It works, but it is a nuisance having to change grub.cfg before hibernating to add the extra flag for resume. (I do this using a shell script).

It seems that the bug that causes resume to fail (randomly) just after expanding saved image using multi-threading and just before restoring graphic state can't be fixed. So it would be nice to have a boot flag to turn off multi-threading only when resuming from pm-hibernate, i.e. a version of 'maxcpus=1' that works only for resume. 

This has worked perfectly for me, and it does not seem to slow down resume noticeably.

If anyone wants to investigate this, Comment #35 by Bojan Smojver may be a good place to start.

I am using a 32 bit kernel. Comment #58 by John Schmitt indicates that the problem is also in x86_64 
 
Sorry I can't do it: I am not a kernel programmer.
Comment 65 aaronsloman 2013-06-21 05:26:45 EDT
I decided to try moving from Fedora 17(32 bit) to Fedora 18 (64bit), using the LXDE spin, now on kernel 3.9.5-201.fc18.x86_64

This is on a Dell Latitude E6410 with intel core i5 (4cpu).

Once again grub2 screwed me up at first and I had to fix an unbootable machine by running a live CD and editing grub.cfg to reinstate my old version, with the new menu entry added by hand. But after that everything worked, and 'yum update kernel' left my working format when I brought the system up to date.

Moreover, it seems that pm-hibernate is fixed at last, without any need for use of the 'maxcpus=' flag when resuming.

Further, the new system installed itself with suspend set to be triggered by shutting the lid. In the past I had to disable that because suspend did not work properly. So far it has worked without problems, though I have to be careful not to shut the lid if I want to access the laptop from my desktop machine.

▸ **TASK SET**
**1)** Answer these questions about the hibernation thread:
(a) How does the writer change grub.cfg before hibernating?
(b) Which comment indicates that the problem also occurs on x86_64?
(c) On what laptop model did the writer try Fedora 18?
**2)** Continue the hibernation thread from its last sentence.

[Collection entries]
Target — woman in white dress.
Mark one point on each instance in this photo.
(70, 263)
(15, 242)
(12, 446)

* * *

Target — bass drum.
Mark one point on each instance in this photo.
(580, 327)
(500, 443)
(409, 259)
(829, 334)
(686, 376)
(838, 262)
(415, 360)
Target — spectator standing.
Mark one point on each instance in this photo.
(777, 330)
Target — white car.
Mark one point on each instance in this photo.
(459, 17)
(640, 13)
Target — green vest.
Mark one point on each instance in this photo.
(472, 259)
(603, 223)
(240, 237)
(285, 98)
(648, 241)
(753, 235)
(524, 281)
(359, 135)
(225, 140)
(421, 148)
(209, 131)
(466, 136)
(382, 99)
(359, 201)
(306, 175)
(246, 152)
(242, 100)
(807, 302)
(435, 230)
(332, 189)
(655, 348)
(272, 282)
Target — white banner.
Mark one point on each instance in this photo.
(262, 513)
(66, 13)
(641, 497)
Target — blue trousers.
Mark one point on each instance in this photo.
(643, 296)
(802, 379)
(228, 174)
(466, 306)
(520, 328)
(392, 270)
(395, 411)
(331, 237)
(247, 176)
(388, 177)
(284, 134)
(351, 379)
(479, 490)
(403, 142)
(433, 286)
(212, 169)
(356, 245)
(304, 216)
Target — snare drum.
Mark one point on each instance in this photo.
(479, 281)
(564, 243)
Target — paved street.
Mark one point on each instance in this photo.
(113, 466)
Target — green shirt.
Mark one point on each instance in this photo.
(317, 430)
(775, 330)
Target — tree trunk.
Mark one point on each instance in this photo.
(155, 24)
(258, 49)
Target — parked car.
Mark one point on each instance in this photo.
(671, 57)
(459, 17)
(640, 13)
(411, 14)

▸ **ANSWERS TO THE EXERCISE**
**1)**
(a) By using a shell script.
(b) Comment #58 by John Schmitt.
(c) A Dell Latitude E6410.

**2)**
I now have problems with wireless: neither NetworkManager nor Wicd connects -- something to do with dbus I think, but as a temporary fix 'ifup em1' gives me cable access.

Apart from that F18 seems to be a great improvement.
Comment 66 Fedora End Of Life 2013-07-03 19:31:55 EDT
This message is a reminder that Fedora 17 is nearing its end of life.
Approximately 4 (four) weeks from now Fedora will stop maintaining
and issuing updates for Fedora 17. It is Fedora's policy to close all
bug reports from releases that are no longer maintained. At that time
this bug will be closed as WONTFIX if it remains open with a Fedora 
'version' of '17'.

Package Maintainer: If you wish for this bug to remain open because you
plan to fix it in a currently maintained version, simply change the 'version' 
to a later Fedora version prior to Fedora 17's end of life.

Bug Reporter:  Thank you for reporting this issue and we are sorry that 
we may not be able to fix it before Fedora 17 is end of life. If you 
would still like  to see this bug fixed and are able to reproduce it 
against a later version  of Fedora, you are encouraged  change the 
'version' to a later Fedora version prior to Fedora 17's end of life.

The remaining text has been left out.